**Work to be completed:** Rewrite the material from the line containing "Mark any visible juice surface." through the line containing "[289,219,343,237]", putting "Label" in place of "Mark" and changing nothing else. Return only those lines.

--- Exercise inputs ---

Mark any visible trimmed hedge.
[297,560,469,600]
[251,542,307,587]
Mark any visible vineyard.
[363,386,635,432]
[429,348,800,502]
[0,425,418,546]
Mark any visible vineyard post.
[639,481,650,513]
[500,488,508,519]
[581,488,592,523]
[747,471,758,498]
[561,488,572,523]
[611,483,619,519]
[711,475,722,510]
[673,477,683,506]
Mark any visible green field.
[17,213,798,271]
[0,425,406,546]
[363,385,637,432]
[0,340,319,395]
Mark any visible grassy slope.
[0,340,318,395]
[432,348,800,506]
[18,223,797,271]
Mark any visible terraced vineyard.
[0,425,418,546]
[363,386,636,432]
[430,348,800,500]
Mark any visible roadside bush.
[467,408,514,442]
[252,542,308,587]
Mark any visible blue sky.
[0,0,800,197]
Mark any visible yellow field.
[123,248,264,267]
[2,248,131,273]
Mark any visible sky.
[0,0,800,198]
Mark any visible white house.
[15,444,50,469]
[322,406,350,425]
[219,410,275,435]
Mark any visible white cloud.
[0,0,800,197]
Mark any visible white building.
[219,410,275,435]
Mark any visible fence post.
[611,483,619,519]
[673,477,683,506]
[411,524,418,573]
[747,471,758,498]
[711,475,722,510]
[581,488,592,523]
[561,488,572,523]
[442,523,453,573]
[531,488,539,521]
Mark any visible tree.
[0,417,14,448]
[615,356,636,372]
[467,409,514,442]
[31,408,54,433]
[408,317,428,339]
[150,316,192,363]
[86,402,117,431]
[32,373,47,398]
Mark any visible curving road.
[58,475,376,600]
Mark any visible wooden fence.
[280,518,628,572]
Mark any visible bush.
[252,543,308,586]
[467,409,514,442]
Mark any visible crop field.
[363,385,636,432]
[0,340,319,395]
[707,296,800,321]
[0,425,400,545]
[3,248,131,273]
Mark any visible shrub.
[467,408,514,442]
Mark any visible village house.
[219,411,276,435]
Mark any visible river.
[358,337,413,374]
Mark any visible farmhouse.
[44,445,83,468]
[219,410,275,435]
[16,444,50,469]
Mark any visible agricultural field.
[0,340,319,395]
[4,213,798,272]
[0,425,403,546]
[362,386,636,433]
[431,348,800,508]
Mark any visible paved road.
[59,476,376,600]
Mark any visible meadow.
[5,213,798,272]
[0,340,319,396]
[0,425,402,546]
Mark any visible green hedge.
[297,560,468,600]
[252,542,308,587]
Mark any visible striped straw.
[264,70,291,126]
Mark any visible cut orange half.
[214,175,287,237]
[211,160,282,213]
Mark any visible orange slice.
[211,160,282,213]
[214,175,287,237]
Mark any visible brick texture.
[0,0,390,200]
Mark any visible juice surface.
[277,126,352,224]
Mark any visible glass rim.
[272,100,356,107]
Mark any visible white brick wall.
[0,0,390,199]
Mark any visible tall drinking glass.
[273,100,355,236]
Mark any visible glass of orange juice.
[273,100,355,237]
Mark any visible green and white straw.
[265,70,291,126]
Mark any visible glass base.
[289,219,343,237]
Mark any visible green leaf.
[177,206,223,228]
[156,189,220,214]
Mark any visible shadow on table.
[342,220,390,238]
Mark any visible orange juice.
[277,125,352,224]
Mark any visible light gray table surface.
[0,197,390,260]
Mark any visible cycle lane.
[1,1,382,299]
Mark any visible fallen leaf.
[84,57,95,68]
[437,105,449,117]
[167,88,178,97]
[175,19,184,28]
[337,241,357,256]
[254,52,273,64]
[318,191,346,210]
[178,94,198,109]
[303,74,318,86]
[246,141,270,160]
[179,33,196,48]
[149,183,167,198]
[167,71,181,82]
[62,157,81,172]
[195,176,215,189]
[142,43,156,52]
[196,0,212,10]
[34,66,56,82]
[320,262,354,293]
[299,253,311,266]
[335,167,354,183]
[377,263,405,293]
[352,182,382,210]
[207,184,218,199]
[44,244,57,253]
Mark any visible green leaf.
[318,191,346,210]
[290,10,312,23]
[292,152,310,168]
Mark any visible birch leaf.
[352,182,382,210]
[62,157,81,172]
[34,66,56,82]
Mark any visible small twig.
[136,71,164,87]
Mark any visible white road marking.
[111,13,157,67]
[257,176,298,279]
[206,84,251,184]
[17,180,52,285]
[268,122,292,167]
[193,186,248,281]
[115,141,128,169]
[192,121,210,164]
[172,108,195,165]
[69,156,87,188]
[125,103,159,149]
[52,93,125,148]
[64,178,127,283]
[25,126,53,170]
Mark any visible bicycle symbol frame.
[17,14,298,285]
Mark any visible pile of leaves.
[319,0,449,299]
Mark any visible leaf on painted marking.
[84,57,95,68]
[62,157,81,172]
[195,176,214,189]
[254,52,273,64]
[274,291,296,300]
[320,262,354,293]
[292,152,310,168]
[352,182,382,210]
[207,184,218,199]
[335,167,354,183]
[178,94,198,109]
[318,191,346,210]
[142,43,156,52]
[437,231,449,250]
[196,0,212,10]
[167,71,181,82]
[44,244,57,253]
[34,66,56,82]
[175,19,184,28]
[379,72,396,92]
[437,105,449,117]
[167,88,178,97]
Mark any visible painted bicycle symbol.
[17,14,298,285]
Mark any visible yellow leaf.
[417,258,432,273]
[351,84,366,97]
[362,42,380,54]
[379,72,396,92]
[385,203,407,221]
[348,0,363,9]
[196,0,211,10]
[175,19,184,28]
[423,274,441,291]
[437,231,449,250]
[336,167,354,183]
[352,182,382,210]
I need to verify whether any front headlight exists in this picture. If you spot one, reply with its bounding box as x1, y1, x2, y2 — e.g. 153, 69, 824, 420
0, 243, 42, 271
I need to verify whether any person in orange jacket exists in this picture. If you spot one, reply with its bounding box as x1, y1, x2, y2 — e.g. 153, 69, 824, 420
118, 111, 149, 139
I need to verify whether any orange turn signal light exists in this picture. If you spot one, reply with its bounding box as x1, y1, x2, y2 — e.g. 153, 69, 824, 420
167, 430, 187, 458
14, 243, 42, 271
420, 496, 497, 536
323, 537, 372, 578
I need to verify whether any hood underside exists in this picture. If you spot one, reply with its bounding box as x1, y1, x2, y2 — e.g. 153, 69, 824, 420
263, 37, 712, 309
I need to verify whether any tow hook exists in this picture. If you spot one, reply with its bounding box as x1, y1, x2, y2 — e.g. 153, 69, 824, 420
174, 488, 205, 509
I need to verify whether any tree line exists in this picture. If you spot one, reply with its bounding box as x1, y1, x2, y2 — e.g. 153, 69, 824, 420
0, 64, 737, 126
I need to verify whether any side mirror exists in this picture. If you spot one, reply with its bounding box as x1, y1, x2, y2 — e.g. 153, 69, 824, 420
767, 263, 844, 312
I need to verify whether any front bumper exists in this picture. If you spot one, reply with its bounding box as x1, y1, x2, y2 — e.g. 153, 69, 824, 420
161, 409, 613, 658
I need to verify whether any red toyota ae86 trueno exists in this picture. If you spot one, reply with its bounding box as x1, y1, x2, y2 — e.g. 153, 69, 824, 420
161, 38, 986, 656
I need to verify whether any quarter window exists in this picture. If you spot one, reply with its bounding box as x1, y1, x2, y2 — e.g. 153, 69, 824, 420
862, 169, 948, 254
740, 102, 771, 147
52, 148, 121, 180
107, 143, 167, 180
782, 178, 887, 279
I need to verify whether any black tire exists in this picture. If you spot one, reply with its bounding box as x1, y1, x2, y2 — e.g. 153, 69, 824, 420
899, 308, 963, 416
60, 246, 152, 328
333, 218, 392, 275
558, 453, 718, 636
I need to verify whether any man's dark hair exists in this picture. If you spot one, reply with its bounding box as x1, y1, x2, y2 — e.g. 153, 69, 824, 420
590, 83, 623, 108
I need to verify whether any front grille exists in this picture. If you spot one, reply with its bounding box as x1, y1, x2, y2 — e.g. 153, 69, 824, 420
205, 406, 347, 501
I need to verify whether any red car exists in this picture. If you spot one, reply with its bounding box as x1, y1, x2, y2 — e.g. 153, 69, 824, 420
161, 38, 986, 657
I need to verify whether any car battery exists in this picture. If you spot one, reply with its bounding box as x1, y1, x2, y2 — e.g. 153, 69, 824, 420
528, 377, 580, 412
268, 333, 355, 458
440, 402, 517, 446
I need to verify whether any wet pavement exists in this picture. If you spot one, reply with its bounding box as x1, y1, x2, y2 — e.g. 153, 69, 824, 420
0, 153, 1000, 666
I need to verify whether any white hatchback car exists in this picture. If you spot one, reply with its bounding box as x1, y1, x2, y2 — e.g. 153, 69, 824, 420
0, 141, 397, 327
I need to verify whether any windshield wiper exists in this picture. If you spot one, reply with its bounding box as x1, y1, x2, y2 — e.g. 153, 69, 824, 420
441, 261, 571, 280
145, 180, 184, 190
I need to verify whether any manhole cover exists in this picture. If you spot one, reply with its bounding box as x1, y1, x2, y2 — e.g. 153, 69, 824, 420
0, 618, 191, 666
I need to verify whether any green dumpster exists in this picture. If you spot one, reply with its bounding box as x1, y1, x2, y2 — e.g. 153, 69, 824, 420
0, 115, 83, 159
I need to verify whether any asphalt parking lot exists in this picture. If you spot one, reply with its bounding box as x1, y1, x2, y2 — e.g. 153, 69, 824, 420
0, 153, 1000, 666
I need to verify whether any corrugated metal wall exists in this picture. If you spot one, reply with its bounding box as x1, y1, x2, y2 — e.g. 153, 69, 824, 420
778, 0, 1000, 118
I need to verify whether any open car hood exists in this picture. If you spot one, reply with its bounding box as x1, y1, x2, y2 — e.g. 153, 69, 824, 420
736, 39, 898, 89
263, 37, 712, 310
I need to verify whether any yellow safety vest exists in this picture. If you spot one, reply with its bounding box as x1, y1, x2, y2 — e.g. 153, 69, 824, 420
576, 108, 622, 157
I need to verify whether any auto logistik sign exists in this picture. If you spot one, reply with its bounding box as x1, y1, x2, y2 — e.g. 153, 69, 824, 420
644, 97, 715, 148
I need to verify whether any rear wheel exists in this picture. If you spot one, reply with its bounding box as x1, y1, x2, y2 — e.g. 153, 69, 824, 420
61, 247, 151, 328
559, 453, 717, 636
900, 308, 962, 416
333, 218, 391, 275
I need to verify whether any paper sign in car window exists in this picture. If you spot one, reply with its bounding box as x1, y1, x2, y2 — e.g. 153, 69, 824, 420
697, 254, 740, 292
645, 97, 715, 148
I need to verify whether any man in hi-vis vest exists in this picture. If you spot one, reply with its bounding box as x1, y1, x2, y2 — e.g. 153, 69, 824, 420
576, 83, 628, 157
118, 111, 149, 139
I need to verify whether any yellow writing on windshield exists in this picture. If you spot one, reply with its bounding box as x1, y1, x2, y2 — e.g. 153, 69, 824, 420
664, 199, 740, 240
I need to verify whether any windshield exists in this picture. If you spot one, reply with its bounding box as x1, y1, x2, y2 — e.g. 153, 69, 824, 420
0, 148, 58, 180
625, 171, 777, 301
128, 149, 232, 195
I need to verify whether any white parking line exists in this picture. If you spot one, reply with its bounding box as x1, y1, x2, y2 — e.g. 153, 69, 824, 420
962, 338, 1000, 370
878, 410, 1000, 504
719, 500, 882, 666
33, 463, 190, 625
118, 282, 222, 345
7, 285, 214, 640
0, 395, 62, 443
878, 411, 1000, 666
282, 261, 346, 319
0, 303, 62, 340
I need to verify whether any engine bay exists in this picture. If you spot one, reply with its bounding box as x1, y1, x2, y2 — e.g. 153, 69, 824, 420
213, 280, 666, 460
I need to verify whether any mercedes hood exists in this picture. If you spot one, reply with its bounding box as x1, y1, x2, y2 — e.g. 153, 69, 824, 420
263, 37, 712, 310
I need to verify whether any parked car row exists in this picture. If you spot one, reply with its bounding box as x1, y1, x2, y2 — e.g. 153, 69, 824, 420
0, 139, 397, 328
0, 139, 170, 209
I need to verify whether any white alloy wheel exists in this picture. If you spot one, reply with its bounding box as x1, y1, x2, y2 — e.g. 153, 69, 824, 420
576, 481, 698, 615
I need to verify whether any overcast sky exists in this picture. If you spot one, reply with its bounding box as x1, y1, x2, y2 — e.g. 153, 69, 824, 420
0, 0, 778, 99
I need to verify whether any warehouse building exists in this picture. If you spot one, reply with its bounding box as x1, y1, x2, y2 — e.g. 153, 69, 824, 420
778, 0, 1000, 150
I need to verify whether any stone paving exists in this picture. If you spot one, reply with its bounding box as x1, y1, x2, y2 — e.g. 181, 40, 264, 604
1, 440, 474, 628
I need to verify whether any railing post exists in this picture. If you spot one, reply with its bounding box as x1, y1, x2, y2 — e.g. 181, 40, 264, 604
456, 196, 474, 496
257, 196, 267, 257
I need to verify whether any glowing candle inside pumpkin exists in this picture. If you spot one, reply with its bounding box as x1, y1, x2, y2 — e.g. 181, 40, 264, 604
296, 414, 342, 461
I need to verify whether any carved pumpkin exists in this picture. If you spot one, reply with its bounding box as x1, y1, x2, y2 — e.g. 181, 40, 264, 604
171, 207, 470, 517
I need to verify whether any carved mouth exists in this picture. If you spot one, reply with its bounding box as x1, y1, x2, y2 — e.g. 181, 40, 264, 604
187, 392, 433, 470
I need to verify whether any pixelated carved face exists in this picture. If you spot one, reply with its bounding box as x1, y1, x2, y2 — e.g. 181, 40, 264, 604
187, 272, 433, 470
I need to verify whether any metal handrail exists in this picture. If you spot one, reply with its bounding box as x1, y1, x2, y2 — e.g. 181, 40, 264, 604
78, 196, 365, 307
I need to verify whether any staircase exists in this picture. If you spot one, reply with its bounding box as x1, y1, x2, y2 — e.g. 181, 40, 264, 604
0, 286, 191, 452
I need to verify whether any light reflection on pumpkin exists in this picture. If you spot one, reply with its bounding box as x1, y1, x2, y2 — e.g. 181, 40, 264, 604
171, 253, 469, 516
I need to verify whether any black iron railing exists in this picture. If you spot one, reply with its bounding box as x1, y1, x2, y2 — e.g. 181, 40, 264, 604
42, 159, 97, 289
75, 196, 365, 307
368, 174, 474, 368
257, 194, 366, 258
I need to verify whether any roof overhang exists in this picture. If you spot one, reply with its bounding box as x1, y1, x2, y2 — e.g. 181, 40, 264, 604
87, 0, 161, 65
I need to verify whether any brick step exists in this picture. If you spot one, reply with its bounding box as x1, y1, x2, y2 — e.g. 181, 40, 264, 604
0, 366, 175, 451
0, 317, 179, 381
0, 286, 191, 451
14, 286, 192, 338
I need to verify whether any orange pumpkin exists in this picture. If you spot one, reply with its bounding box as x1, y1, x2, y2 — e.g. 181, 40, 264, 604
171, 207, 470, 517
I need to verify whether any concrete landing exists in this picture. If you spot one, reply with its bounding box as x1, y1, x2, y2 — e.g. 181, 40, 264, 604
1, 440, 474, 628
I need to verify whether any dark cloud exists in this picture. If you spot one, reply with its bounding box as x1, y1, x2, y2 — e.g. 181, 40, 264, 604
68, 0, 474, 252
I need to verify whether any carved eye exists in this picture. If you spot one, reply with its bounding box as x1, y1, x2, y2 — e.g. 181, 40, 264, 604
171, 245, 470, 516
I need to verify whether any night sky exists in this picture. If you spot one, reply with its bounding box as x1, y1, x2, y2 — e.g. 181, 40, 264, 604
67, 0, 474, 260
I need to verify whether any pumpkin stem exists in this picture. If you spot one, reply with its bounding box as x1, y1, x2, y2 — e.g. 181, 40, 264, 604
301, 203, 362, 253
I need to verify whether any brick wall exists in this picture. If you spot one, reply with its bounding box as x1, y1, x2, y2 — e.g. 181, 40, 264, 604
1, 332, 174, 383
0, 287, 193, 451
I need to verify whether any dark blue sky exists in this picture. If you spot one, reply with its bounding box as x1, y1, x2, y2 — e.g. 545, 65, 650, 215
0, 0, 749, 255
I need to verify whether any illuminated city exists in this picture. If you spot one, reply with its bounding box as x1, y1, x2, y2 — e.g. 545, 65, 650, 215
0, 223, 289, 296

---

**The reply:**
Label any visible juice surface.
[277,126,352,224]
Label any visible glass rim.
[272,100,356,107]
Label any visible white brick wall.
[0,0,390,199]
Label any visible tall drinking glass.
[273,100,355,236]
Label any visible glass of orange juice.
[273,100,355,237]
Label any visible green and white straw.
[265,70,291,126]
Label any visible glass base.
[289,219,343,237]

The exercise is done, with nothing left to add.